TASK REQUIREMENTS: Copy out the part of the listing below that starts with the line containing "Query: uob sign" and ends with the line containing "273), (442, 277)]", keeping both of those lines and every line between them unchanged.

[Boundary annotation listing]
>> start
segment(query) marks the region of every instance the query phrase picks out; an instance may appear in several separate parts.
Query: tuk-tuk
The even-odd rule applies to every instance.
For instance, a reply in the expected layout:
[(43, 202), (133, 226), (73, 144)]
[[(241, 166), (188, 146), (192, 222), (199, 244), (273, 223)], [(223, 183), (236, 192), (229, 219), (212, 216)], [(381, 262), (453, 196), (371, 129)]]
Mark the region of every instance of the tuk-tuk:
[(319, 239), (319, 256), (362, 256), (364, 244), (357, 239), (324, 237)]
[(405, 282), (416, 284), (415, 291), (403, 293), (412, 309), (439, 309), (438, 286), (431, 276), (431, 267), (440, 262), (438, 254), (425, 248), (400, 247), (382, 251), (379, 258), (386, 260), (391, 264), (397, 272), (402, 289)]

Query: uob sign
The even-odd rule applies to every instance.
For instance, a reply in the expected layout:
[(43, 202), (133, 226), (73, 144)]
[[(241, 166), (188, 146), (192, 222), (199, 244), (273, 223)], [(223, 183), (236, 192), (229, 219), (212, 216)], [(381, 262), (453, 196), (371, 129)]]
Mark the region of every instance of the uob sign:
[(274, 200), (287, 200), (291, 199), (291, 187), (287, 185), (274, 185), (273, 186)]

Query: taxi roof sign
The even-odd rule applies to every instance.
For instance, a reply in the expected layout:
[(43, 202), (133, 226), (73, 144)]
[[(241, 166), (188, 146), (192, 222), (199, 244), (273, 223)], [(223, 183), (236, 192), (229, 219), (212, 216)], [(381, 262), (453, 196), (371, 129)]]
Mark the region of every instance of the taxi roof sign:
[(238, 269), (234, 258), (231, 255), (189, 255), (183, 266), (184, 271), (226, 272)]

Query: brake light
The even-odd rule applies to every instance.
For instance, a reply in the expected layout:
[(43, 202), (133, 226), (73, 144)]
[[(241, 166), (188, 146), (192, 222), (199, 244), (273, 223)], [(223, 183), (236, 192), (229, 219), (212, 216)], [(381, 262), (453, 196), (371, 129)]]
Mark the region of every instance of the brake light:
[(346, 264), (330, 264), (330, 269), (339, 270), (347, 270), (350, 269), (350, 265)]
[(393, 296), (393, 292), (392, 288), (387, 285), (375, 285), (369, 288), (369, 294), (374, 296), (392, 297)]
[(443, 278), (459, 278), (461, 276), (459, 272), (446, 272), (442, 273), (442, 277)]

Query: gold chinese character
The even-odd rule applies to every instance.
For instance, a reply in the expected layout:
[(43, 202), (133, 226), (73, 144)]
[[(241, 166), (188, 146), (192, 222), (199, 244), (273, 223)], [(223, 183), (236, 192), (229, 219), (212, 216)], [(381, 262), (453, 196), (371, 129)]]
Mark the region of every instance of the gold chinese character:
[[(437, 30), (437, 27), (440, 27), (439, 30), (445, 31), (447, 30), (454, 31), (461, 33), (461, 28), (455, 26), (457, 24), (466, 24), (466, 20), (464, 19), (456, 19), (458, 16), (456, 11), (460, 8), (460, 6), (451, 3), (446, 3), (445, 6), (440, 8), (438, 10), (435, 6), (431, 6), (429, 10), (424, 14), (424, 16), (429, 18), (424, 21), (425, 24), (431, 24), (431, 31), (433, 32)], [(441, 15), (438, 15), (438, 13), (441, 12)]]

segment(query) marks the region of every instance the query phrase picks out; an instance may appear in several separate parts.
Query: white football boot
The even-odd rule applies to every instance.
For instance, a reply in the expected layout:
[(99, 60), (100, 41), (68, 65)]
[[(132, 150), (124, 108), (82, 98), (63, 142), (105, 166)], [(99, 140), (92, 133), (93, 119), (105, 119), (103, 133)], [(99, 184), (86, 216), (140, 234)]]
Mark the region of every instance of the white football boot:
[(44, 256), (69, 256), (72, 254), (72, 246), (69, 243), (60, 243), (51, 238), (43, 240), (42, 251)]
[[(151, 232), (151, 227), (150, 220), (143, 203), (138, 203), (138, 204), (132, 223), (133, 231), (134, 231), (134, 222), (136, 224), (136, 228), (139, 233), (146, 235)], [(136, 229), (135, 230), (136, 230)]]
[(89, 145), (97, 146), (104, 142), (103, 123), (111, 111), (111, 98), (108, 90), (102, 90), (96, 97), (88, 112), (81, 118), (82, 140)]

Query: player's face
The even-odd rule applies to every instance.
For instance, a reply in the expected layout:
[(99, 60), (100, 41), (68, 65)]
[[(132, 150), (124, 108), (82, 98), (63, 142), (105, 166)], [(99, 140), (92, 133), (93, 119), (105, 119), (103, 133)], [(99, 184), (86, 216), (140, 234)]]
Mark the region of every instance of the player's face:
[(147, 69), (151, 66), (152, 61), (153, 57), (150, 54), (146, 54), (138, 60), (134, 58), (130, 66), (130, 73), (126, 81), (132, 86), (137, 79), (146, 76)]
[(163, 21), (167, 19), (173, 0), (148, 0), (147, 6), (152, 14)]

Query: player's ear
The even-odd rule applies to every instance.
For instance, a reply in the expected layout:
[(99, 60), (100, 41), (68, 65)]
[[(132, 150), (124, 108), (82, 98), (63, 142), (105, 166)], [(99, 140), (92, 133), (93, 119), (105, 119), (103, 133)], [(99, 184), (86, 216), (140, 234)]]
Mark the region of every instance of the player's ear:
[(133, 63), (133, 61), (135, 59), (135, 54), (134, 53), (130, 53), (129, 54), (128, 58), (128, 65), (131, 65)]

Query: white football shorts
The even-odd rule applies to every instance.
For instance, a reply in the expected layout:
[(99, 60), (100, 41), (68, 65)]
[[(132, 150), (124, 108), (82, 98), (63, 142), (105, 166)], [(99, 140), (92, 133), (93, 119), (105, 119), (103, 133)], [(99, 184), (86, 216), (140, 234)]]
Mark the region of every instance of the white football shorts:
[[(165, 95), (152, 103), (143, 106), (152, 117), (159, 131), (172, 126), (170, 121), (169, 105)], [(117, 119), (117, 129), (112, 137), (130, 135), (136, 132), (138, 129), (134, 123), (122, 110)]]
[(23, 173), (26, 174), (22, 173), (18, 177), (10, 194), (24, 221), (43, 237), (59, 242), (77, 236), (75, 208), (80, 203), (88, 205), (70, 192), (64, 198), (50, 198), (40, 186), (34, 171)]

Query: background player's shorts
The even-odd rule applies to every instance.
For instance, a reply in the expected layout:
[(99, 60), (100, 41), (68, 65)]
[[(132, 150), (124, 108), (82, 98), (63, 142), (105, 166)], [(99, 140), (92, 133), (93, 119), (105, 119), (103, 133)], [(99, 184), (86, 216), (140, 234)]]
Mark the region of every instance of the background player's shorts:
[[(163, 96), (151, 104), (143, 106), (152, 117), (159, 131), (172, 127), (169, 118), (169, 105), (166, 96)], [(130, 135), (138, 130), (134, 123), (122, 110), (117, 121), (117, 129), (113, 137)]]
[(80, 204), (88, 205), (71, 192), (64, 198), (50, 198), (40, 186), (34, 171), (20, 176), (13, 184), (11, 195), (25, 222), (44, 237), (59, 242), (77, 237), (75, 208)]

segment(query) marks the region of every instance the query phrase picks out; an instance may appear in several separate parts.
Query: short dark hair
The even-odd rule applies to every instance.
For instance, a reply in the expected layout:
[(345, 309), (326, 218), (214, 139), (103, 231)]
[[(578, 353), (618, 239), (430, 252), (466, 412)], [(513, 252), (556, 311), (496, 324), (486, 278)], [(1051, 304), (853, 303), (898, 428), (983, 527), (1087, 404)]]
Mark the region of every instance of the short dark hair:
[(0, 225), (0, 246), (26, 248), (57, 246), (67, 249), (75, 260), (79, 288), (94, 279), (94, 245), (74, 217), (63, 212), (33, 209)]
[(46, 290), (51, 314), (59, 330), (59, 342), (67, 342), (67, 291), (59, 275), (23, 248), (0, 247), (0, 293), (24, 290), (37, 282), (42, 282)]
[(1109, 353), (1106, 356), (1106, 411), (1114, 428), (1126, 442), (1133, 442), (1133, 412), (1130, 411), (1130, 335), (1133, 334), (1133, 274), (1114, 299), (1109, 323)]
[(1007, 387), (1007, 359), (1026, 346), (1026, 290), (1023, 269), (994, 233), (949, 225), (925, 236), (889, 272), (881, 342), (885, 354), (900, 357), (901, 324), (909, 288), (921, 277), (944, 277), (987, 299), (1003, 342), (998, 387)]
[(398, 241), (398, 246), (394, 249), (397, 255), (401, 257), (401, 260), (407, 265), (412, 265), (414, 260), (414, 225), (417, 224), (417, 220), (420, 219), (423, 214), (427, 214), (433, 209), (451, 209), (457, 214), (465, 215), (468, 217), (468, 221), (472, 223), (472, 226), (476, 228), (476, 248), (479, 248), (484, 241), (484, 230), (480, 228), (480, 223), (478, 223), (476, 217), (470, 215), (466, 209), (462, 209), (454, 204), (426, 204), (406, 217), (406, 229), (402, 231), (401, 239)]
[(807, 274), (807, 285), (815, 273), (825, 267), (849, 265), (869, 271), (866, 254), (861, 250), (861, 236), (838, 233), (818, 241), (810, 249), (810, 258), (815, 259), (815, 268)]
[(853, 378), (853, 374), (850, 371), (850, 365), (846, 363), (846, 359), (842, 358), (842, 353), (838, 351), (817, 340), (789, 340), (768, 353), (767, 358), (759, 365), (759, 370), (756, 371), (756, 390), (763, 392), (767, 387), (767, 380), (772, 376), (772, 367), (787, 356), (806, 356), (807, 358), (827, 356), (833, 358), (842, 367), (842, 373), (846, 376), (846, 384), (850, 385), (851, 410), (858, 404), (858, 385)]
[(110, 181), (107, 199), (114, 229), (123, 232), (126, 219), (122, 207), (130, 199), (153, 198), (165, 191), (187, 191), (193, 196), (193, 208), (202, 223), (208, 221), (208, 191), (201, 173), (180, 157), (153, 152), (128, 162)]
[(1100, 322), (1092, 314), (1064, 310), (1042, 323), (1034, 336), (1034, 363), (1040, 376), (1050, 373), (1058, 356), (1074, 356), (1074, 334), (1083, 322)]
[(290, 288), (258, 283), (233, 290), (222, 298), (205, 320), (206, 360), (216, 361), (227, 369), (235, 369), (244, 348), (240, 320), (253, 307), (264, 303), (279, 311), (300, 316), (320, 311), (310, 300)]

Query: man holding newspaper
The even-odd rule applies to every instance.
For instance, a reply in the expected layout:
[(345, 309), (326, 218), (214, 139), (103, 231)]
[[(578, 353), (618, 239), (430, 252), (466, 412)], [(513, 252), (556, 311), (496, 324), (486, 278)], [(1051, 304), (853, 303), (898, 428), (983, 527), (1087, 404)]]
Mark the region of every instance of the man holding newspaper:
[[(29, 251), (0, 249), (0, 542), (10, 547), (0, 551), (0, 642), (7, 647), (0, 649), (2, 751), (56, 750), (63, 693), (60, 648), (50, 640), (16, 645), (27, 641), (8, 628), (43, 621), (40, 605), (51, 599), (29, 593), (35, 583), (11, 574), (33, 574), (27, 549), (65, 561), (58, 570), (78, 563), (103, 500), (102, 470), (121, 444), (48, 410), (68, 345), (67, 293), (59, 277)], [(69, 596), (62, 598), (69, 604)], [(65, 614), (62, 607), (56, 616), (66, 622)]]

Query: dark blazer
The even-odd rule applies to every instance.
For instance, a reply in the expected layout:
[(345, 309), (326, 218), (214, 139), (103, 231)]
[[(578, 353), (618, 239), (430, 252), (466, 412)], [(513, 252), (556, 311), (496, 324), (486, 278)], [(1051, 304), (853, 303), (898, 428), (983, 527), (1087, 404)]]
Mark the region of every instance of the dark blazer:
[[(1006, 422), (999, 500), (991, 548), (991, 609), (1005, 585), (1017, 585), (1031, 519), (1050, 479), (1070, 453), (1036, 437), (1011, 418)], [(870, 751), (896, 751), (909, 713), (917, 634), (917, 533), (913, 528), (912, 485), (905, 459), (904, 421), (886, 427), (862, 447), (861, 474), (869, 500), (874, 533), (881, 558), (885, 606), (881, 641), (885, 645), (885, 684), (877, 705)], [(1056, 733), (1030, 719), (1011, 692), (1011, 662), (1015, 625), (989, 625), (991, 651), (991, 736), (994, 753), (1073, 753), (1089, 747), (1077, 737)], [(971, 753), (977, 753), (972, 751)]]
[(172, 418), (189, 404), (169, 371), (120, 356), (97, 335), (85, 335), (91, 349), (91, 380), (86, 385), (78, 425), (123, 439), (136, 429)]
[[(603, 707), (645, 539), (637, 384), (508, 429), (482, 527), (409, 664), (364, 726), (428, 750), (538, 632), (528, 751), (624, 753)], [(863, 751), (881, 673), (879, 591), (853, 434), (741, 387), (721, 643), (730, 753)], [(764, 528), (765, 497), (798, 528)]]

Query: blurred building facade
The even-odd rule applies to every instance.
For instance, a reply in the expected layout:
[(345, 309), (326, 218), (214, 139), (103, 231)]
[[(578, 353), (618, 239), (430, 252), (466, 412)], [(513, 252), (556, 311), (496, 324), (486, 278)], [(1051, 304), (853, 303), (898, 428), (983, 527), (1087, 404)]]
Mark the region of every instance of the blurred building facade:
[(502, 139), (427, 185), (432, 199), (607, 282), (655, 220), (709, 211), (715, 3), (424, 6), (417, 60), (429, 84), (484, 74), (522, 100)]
>> end
TASK RESULT:
Query: uob sign
The even-odd rule applies to every instance.
For instance, a reply in the expected layout:
[(43, 202), (133, 226), (73, 144)]
[[(241, 166), (188, 146), (192, 222), (199, 244), (273, 223)], [(223, 183), (236, 192), (229, 219), (212, 216)], [(381, 262), (453, 196), (371, 129)]]
Mark the region of every instance of the uob sign:
[(274, 200), (287, 200), (291, 199), (291, 187), (287, 185), (274, 185), (273, 186)]

Query: taxi roof sign
The even-odd rule applies to every instance.
For instance, a reply in the expected layout:
[(43, 202), (133, 226), (73, 144)]
[[(241, 166), (188, 146), (192, 222), (199, 244), (273, 223)], [(223, 183), (236, 192), (229, 219), (212, 216)], [(381, 262), (453, 196), (371, 129)]]
Mark the region of every instance of the taxi roof sign:
[(238, 269), (234, 258), (231, 255), (189, 255), (183, 266), (184, 271), (226, 272)]

Query: brake light
The even-odd rule applies to every instance.
For instance, a reply in the expected layout:
[(43, 202), (133, 226), (73, 144)]
[[(241, 166), (188, 146), (192, 222), (199, 244), (273, 223)], [(223, 183), (236, 192), (229, 219), (212, 216)], [(381, 262), (453, 196), (371, 129)]]
Mark the region of every instance of the brake light:
[(346, 264), (330, 264), (330, 269), (339, 270), (347, 270), (350, 269), (350, 265)]
[(393, 296), (393, 292), (392, 288), (387, 285), (375, 285), (369, 288), (369, 294), (374, 296), (392, 297)]
[(443, 278), (459, 278), (461, 276), (459, 272), (446, 272), (442, 273), (442, 277)]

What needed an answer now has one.